-- START OF Working data --

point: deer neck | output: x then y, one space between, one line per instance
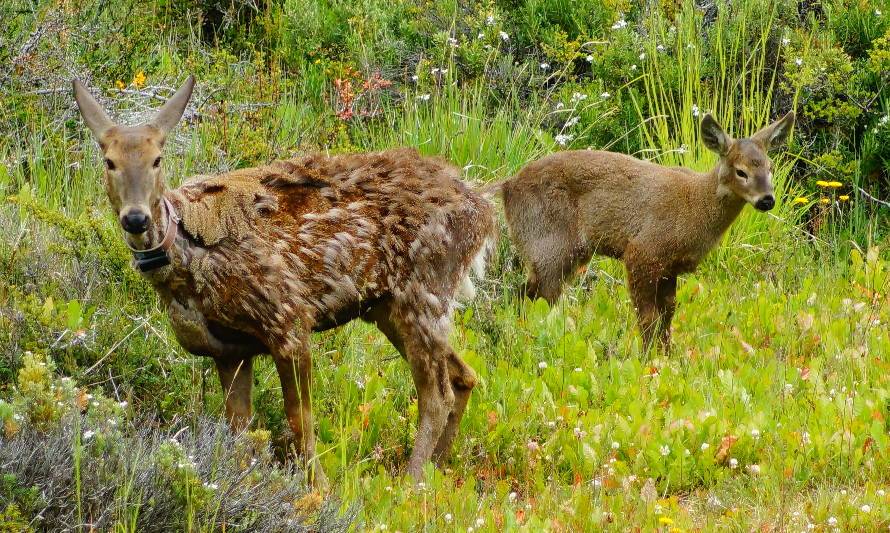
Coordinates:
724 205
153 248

-- END OF Working data --
-- START OF Working data --

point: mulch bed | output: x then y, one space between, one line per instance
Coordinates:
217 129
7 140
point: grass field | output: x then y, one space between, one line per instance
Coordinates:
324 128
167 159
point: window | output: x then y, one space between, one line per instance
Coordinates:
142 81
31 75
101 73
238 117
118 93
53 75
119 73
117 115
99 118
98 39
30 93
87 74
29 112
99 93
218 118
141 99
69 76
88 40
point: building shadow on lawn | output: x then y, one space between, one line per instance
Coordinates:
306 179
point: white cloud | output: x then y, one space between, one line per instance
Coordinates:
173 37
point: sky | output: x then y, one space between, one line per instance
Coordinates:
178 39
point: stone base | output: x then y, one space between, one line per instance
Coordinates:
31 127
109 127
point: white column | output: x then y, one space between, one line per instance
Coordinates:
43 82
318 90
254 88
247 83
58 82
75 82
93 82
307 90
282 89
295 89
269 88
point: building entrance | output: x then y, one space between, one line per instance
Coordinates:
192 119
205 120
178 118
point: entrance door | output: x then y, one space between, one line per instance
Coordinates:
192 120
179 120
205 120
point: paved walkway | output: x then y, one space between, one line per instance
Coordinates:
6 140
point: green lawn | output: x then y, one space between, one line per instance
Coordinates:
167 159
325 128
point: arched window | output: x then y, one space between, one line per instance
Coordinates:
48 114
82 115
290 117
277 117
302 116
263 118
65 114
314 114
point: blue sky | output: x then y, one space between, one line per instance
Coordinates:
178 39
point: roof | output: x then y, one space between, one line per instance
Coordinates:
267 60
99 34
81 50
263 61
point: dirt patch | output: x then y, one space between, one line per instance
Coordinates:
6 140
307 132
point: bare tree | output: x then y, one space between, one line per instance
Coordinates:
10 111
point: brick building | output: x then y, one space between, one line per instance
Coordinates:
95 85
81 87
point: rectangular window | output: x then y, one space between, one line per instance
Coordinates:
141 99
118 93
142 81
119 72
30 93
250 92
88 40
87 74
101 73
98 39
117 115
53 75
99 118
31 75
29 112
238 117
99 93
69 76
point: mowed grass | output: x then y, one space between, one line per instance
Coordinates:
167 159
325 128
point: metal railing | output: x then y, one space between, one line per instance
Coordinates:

-- END OF Working data --

=== Set task ===
Gather every line in the rows above that contains the word "lawn", and copy each line in full.

=== Output ===
point: building shadow on lawn | output: x then y, one space between, one line per instance
point: green lawn | output: x then y, one space between, one line per instance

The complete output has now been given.